• **Tarefa**: Por favor, copie do trecho abaixo sobre Melgarejo a parte entre “No começo de” e “para o além.”, incluindo as duas.

• **Trecho selecionado**:
········

No começo de seu surreal governo, foi chamado para uma conversa no Palácio Quemado com um ex-presidente, Manuel Izidoro Belzú, que havia voltado para a Bolívia à frente de um movimento de resistência e retomado o controle de parte do país. Uma multidão favorável a Belzú começou a se juntar em frente ao palácio. Lá dento, Melgarejo já havia rapidamente despachado o rival para o além.
Diz a lenda que quando a multidão começou a dar vivas a Belzú, Melgarado levou o corpo ainda quente até o balcão do palácio e provocou: “Belzú está morto. Quem vive agora?”
“Viva Melgarejo”, respondeu o populacho.
Diz a lenda também que Melgarejo entregou o Acre ao Brasil, seduzido por um cavalo branco que ganhou do embaixador brasileiro.

········

• **Trechos de dados**:
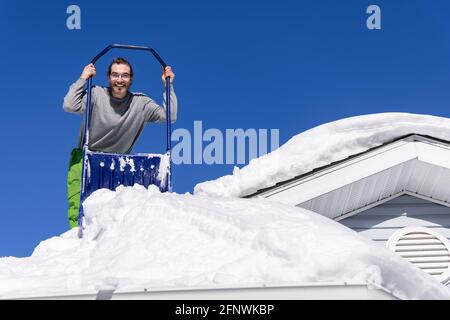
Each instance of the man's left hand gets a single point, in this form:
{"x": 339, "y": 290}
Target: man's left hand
{"x": 167, "y": 72}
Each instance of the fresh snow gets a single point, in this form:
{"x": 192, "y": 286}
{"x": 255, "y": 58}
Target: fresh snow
{"x": 323, "y": 145}
{"x": 134, "y": 238}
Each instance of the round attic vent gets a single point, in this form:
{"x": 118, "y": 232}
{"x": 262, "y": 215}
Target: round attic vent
{"x": 425, "y": 249}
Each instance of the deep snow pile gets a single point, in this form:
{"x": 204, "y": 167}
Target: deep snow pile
{"x": 323, "y": 145}
{"x": 136, "y": 238}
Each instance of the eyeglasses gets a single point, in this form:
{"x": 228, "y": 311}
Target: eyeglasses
{"x": 124, "y": 76}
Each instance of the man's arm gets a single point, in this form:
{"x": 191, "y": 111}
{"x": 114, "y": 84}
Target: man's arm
{"x": 75, "y": 99}
{"x": 156, "y": 113}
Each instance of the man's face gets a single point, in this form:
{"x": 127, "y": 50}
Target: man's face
{"x": 120, "y": 80}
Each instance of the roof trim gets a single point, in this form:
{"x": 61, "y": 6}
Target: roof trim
{"x": 411, "y": 137}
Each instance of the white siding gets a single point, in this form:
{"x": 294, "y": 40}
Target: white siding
{"x": 380, "y": 222}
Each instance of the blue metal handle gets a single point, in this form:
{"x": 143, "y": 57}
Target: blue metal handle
{"x": 88, "y": 98}
{"x": 88, "y": 106}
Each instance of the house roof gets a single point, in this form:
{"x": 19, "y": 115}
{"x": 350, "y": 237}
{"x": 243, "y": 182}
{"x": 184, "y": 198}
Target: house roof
{"x": 414, "y": 164}
{"x": 321, "y": 146}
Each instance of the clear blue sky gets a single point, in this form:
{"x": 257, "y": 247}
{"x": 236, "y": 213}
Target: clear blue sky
{"x": 289, "y": 65}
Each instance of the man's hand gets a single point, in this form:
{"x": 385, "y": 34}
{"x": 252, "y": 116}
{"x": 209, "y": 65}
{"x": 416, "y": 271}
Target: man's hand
{"x": 167, "y": 72}
{"x": 88, "y": 71}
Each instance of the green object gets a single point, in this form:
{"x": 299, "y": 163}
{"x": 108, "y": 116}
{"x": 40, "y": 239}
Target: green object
{"x": 74, "y": 185}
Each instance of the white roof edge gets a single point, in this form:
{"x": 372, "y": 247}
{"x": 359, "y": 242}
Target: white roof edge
{"x": 313, "y": 291}
{"x": 418, "y": 153}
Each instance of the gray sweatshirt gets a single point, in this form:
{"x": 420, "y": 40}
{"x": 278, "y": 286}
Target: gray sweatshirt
{"x": 116, "y": 123}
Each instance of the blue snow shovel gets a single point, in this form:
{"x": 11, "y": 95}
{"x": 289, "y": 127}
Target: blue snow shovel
{"x": 109, "y": 170}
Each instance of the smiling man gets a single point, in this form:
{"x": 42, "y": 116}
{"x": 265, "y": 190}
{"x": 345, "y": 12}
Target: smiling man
{"x": 118, "y": 116}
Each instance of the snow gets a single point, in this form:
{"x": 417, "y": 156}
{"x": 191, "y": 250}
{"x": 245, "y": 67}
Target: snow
{"x": 321, "y": 146}
{"x": 134, "y": 238}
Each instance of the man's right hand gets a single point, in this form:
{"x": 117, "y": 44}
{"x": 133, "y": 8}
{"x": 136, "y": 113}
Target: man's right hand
{"x": 88, "y": 71}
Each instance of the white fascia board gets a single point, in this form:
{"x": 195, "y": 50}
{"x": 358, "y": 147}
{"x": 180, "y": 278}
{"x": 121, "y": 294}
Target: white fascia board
{"x": 344, "y": 173}
{"x": 316, "y": 291}
{"x": 436, "y": 154}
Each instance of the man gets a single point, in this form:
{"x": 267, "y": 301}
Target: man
{"x": 118, "y": 117}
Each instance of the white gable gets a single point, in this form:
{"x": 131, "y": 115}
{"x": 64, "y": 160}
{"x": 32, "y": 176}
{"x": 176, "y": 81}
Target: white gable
{"x": 414, "y": 165}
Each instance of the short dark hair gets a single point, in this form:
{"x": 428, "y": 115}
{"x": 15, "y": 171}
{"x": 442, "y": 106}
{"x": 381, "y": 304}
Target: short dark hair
{"x": 120, "y": 60}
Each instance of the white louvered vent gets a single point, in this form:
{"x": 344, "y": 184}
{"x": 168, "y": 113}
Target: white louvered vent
{"x": 424, "y": 248}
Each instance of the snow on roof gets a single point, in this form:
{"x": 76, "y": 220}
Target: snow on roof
{"x": 321, "y": 146}
{"x": 138, "y": 238}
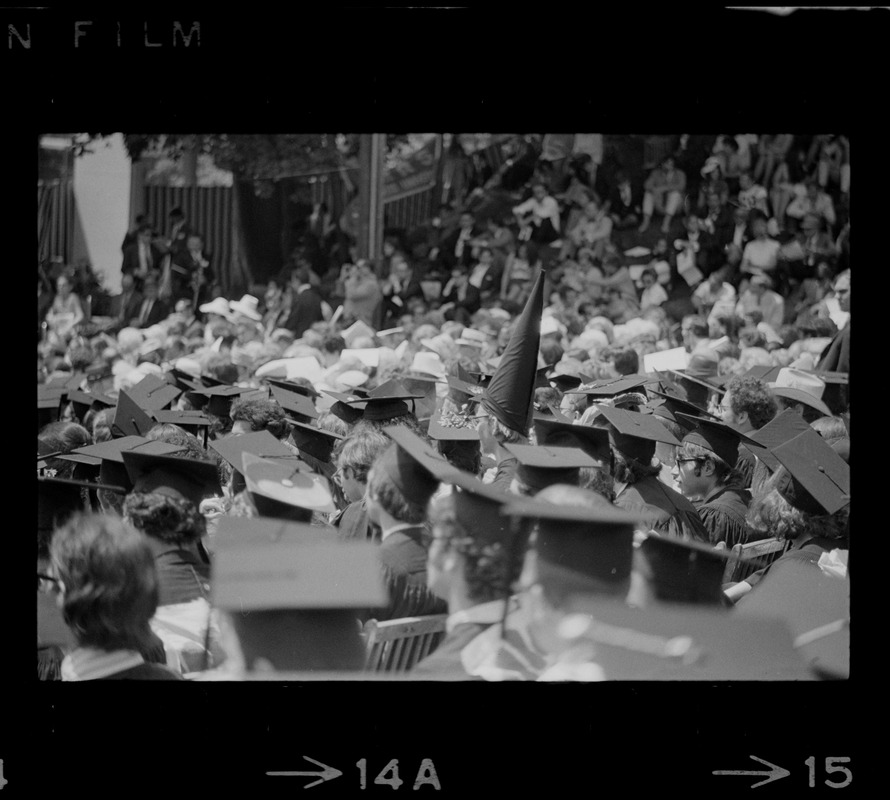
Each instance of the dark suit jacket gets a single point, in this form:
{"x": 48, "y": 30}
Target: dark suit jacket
{"x": 446, "y": 250}
{"x": 131, "y": 258}
{"x": 159, "y": 312}
{"x": 463, "y": 309}
{"x": 403, "y": 557}
{"x": 305, "y": 310}
{"x": 444, "y": 663}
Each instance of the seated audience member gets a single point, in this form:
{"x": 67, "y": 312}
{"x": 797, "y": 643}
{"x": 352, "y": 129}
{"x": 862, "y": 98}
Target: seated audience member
{"x": 109, "y": 594}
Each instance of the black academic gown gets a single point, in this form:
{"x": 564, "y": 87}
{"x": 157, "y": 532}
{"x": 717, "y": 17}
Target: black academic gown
{"x": 403, "y": 558}
{"x": 663, "y": 509}
{"x": 444, "y": 663}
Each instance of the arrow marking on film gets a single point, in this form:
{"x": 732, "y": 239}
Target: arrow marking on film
{"x": 773, "y": 774}
{"x": 327, "y": 773}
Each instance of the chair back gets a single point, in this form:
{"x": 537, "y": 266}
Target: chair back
{"x": 750, "y": 557}
{"x": 396, "y": 645}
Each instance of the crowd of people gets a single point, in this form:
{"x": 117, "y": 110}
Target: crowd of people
{"x": 553, "y": 414}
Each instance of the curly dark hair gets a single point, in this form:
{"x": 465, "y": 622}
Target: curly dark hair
{"x": 389, "y": 496}
{"x": 261, "y": 415}
{"x": 465, "y": 454}
{"x": 752, "y": 396}
{"x": 173, "y": 434}
{"x": 169, "y": 519}
{"x": 490, "y": 569}
{"x": 110, "y": 583}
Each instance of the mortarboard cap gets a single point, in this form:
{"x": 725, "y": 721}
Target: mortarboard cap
{"x": 171, "y": 475}
{"x": 477, "y": 507}
{"x": 317, "y": 442}
{"x": 129, "y": 418}
{"x": 153, "y": 393}
{"x": 297, "y": 406}
{"x": 510, "y": 394}
{"x": 295, "y": 574}
{"x": 665, "y": 642}
{"x": 635, "y": 434}
{"x": 192, "y": 421}
{"x": 413, "y": 466}
{"x": 780, "y": 429}
{"x": 718, "y": 437}
{"x": 612, "y": 387}
{"x": 111, "y": 467}
{"x": 258, "y": 443}
{"x": 452, "y": 424}
{"x": 291, "y": 386}
{"x": 277, "y": 490}
{"x": 559, "y": 433}
{"x": 816, "y": 608}
{"x": 685, "y": 572}
{"x": 541, "y": 466}
{"x": 59, "y": 498}
{"x": 594, "y": 541}
{"x": 818, "y": 480}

········

• **Resposta**:
No começo de seu surreal governo, foi chamado para uma conversa no Palácio Quemado com um ex-presidente, Manuel Izidoro Belzú, que havia voltado para a Bolívia à frente de um movimento de resistência e retomado o controle de parte do país. Uma multidão favorável a Belzú começou a se juntar em frente ao palácio. Lá dento, Melgarejo já havia rapidamente despachado o rival para o além.